Saved data entries
* * * * * * * * *
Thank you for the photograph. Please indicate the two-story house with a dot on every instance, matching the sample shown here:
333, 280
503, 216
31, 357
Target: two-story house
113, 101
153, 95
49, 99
* * * * * * * * *
EXERCISE PROMPT -
Format the listing above as a Markdown table with two columns, "No." and "Line". Number each line in order and omit any blank lines.

FINISHED ANSWER -
| No. | Line |
|---|---|
| 1 | Thank you for the photograph. Please indicate the two-story house with a dot on every instance, matching the sample shown here: |
| 2 | 333, 280 |
| 3 | 503, 216 |
| 4 | 31, 357 |
| 5 | Target: two-story house |
| 6 | 113, 101 |
| 7 | 153, 95 |
| 8 | 49, 99 |